# Goal:
Pick up the passage below on retail and FMCG supply chains in sub-Saharan Africa and continue it from its final sentence.

Logistics adds 75% to the cost of goods in sub-Saharan Africa. For the typical delivery service in Lagos, it is a genuine obstacle course to deliver goods to retailers. They get stuck in gridlock; they get detained by traffic cops; their vehicles suffer from breakdowns. And, everything becomes twice as hard in the rainy season!
Logistics players can struggle to make enough deliveries to pay off the high costs of fuel and turn a profit. And the cost structure of fast-moving consumer goods (FMCG) distribution – razor thin margins – doesn’t allow much room for error.
This is why distributors have proliferated in African retail supply chains: they are in close enough proximity to retailers. Despite this, retailers still have to travel to market to buy their inventory, having to absorb high logistics costs to procure their goods. Retail needs to unwind the culture of cash and carry if it is to scale in a meaningful way.
Demand and supply is disconnected
We’ve already talked about the retailers’ unique challenges, but other FMCG players are equally frustrated by fragmented supply chains.
For FMCG manufacturers, it is a constant headache not having access to the end consumer:
- It’s difficult to develop new products since they’re unable to do market research.
- They can’t pass on promotions, or discounts, to move inventory because distributors will absorb them.
- They have no visibility on stock in trade, what inventory is available in the market, to guide their production. This partially drives stockouts.

# Data section:

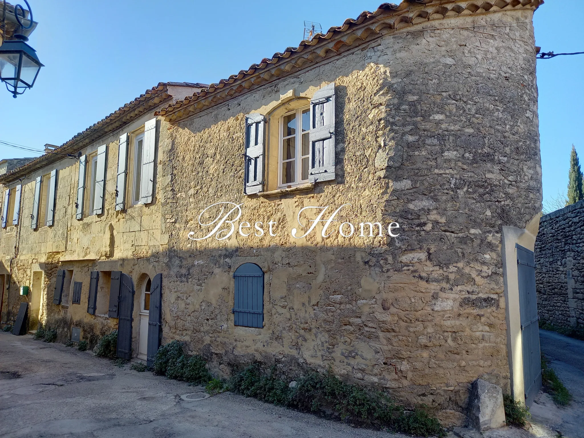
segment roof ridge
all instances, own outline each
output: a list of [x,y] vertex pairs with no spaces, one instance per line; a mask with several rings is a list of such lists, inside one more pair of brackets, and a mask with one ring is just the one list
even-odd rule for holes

# Task response:
To gain access to the end consumer, the multinational FMCG manufacturers rolled up their sleeves and built their own distribution channels. Few FMCG manufacturers are able to handle distribution themselves as it is extremely capital intensive. There are the costs of warehousing, logistics (vehicles, fuel, and maintenance), and staff, ranging from distributors to marketing and sales teams.
Only the giants – Nestle, Unilever, Coca-Cola, and the likes – have cracked distribution to gain access to the retailer. Yet, even with their own supply chains, built over decades and costing millions of dollars, manufacturers still aren’t able to go entirely direct to retailers. It is simply too expensive to reach 200 million Nigerians at the last mile.
Able to only partially reach the retailer at the last mile, the FMCG manufacturers still end up selling their goods via the large wholesale markets. In Nigeria, for example, only 30% of total FMCG goods are sold directly to retailers. The vast majority, 70%, are sold via wholesale markets.
Coca-Cola or Unilever have the deep pockets to pay for high distribution costs – even though it is far from a perfect system.
But what would African informal retail look like if there was a solution that provided rock solid logistics and provided visibility into the whole chain by connecting supply and demand? How much bigger can the $1 trillion informal retail sector be if all the frictions in the supply chain were removed? How much more money can retailers, and all supply chain players, make?
Enter Omnibiz.
Why Omnibiz
Deepankar Rustagi: a phenomenal operational CEO
First, we invested in Omnibiz because of Deepankar Rustagi, the CEO/founder, and his team of FMCG experts. Some founders are master storytellers, excelling at fundraising, but they’re not great operational leaders. That can work for some businesses. When you’re dealing with massively fragmented markets, thin margins, and genuinely hard problems that is not the right kind of founder.
Deepankar is a phenomenal operational CEO. He has brought his 15-plus years of African FMCG experience into Omnibiz’s products, strategy, and business model. It truly is the magic of the company. And people in the FMCG industry have noticed – the depth is in the cap table. Deepankar’s insights were earned working on strategy and digital transformation with the Tolaram Group (makers of Indomie).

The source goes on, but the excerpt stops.